- _Instructions to follow_:
Work through the records below and copy every line that includes "back".

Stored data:
——————

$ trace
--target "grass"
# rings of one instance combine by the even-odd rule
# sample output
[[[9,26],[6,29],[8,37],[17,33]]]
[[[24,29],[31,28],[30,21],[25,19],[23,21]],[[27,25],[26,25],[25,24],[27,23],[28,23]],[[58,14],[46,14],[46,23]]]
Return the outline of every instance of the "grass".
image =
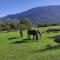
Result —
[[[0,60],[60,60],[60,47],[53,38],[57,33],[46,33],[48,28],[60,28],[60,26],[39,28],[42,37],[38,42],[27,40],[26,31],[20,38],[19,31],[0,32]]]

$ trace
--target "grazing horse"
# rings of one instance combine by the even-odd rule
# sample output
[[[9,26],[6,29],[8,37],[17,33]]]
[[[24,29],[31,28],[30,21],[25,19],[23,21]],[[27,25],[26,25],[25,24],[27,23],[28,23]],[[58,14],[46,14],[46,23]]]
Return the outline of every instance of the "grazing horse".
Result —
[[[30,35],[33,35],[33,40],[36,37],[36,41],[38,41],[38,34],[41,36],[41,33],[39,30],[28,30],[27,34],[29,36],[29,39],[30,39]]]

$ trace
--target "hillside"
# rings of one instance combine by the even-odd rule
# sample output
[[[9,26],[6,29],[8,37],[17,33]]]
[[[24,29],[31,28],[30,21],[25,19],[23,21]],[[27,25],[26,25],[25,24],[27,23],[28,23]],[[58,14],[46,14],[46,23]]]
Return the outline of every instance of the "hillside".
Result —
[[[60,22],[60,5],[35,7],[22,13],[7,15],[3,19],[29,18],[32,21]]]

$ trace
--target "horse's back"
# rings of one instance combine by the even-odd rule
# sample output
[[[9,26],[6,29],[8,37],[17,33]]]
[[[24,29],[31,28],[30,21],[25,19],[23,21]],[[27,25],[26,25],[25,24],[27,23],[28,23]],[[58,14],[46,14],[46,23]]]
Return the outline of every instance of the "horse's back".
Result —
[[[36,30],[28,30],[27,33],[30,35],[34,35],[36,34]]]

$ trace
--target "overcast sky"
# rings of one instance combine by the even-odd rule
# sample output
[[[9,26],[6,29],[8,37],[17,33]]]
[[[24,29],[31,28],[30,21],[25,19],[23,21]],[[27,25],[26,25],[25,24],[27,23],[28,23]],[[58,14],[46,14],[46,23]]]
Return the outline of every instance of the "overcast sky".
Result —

——————

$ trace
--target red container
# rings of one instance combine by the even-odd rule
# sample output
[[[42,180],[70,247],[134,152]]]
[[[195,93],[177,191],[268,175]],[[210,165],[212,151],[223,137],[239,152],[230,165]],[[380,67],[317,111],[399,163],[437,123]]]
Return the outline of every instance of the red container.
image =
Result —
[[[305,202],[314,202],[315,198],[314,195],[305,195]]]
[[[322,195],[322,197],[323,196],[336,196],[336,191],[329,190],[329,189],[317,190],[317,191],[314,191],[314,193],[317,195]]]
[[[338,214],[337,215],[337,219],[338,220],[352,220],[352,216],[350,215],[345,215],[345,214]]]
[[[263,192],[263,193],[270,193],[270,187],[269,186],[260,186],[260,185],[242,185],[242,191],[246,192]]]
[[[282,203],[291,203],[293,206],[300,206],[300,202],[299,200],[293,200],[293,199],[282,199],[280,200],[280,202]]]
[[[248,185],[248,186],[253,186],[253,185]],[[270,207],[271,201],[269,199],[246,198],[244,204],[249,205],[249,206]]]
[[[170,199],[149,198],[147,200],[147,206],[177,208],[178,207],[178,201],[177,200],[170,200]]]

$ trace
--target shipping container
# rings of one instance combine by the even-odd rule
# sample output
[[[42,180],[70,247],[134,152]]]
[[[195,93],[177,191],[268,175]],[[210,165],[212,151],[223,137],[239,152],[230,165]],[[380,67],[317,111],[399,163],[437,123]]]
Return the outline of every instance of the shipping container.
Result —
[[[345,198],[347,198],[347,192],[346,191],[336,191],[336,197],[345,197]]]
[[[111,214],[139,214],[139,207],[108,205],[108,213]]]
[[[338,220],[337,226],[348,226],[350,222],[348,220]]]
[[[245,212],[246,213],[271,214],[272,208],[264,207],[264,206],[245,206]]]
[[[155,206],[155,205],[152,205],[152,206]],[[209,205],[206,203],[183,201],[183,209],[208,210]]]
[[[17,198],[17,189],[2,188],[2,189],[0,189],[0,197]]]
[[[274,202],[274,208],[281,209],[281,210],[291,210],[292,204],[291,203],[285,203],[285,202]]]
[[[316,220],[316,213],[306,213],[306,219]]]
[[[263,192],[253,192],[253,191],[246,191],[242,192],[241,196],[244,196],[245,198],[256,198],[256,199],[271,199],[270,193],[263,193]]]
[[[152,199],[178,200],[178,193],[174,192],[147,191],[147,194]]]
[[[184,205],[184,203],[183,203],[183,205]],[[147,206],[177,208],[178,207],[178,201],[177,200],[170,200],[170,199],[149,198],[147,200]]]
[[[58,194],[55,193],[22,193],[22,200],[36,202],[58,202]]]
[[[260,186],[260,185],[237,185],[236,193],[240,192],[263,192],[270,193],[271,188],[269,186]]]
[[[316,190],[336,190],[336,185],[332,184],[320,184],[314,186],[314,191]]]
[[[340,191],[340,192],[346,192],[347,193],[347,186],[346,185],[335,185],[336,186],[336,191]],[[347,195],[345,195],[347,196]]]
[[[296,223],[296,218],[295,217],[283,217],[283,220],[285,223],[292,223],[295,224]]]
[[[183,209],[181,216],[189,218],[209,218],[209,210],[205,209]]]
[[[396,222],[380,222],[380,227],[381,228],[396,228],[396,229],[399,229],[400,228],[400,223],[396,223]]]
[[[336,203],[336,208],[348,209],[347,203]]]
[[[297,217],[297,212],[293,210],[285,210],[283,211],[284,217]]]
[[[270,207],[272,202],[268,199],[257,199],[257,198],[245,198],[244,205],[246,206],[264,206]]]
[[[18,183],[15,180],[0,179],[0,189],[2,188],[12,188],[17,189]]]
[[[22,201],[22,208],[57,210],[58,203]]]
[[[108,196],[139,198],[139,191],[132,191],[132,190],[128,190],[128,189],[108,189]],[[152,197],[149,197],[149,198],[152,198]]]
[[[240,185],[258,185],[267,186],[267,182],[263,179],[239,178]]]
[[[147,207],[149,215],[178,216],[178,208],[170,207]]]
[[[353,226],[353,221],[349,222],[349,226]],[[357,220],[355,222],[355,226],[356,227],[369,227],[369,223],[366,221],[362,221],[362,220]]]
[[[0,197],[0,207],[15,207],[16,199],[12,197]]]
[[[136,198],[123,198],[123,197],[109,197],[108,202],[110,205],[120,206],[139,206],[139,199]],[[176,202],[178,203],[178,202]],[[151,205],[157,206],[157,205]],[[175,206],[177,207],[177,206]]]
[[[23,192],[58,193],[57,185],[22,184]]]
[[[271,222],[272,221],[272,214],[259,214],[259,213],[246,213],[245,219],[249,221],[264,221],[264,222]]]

——————

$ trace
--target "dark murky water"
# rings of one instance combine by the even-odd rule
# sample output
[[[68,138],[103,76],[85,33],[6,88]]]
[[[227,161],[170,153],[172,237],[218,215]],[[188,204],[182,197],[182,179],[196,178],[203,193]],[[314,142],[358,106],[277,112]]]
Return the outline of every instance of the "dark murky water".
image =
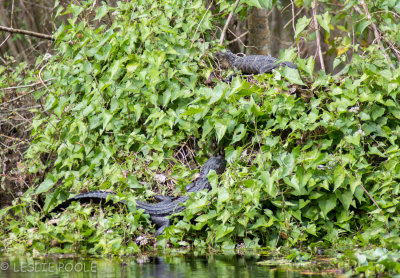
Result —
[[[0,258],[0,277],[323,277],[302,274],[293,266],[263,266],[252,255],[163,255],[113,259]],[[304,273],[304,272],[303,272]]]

——————

- _Result below_:
--target "horse's back"
Return the outline of every instance of the "horse's back".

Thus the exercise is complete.